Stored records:
# # # #

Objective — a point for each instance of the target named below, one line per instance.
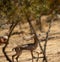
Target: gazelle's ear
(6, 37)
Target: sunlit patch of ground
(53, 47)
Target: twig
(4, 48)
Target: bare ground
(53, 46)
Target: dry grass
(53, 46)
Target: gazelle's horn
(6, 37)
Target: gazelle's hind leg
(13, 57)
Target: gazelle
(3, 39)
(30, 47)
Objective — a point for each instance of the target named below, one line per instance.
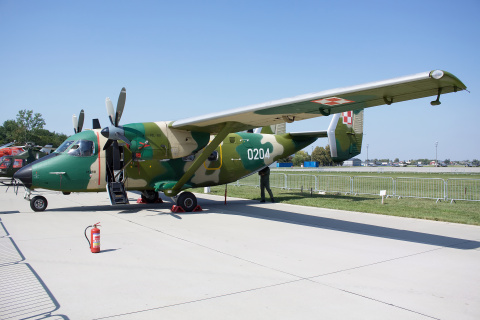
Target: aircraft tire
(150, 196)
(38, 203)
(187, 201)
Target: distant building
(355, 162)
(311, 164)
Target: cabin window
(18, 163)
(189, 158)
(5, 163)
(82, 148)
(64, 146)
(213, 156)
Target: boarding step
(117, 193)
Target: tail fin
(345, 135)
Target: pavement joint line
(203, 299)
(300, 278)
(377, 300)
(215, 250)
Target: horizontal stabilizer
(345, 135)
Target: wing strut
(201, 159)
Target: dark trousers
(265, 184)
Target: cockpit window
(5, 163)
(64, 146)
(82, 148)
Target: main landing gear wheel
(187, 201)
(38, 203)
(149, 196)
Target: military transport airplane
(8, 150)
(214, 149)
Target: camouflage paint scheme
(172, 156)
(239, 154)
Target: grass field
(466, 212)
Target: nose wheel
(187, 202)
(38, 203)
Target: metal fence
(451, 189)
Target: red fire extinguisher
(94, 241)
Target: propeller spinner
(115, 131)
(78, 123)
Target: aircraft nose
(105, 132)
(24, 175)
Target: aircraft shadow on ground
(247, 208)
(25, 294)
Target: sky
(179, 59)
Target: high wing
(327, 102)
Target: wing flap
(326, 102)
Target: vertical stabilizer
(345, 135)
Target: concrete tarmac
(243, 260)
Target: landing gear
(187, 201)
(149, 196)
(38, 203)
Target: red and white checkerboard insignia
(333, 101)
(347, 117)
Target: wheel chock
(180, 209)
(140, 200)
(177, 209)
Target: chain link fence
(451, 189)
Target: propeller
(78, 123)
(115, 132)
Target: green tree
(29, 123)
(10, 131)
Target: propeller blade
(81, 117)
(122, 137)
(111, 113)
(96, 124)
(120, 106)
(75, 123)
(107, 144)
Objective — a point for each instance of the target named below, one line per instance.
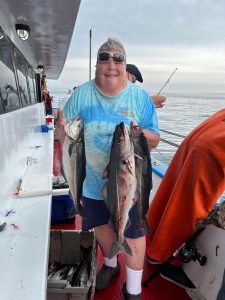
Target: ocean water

# # # #

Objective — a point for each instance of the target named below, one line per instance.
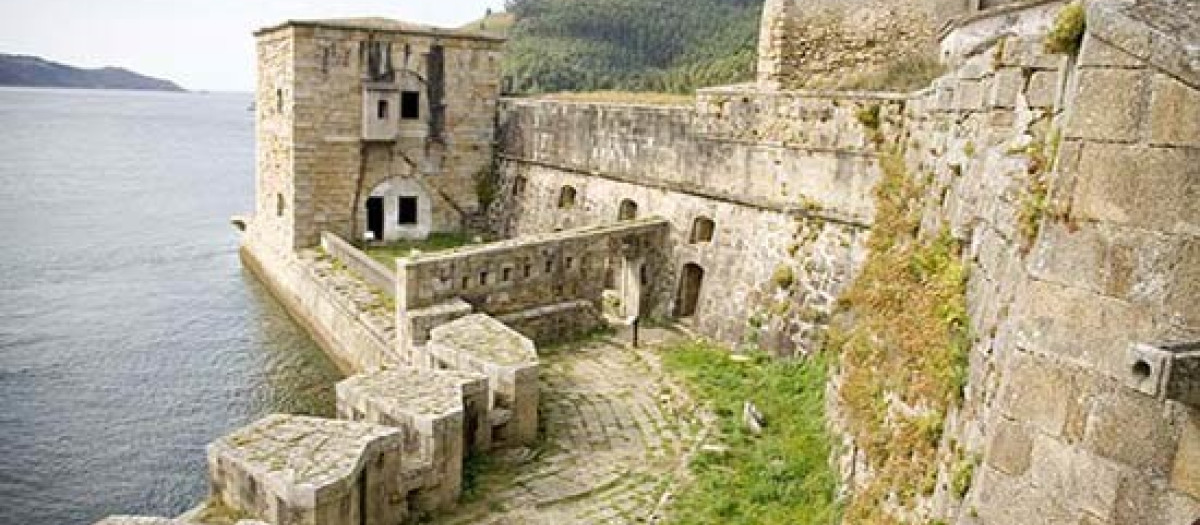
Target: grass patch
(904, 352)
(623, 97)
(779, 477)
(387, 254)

# # # #

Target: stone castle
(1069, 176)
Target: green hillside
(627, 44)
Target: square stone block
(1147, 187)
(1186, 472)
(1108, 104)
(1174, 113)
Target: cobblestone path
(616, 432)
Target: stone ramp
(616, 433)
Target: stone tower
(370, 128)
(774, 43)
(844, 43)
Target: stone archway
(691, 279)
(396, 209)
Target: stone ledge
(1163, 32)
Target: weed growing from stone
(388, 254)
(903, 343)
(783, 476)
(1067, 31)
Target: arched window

# # # #

- Directions: Retype exactly the lines above, from the one with "Target: stone castle" through the one with "Target: arched window", inclusive.

- Answer for the task:
Target: stone castle
(1069, 176)
Target: green hillside
(627, 44)
Target: square stone block
(1147, 187)
(1186, 472)
(1108, 104)
(1174, 113)
Target: cobblestone path
(616, 432)
Target: stone ramp
(616, 433)
Target: stone tower
(370, 128)
(774, 43)
(844, 43)
Target: stone archway
(691, 279)
(396, 209)
Target: stone ledge
(1163, 32)
Target: weed growing from stone
(388, 254)
(903, 343)
(783, 476)
(1067, 31)
Target: arched window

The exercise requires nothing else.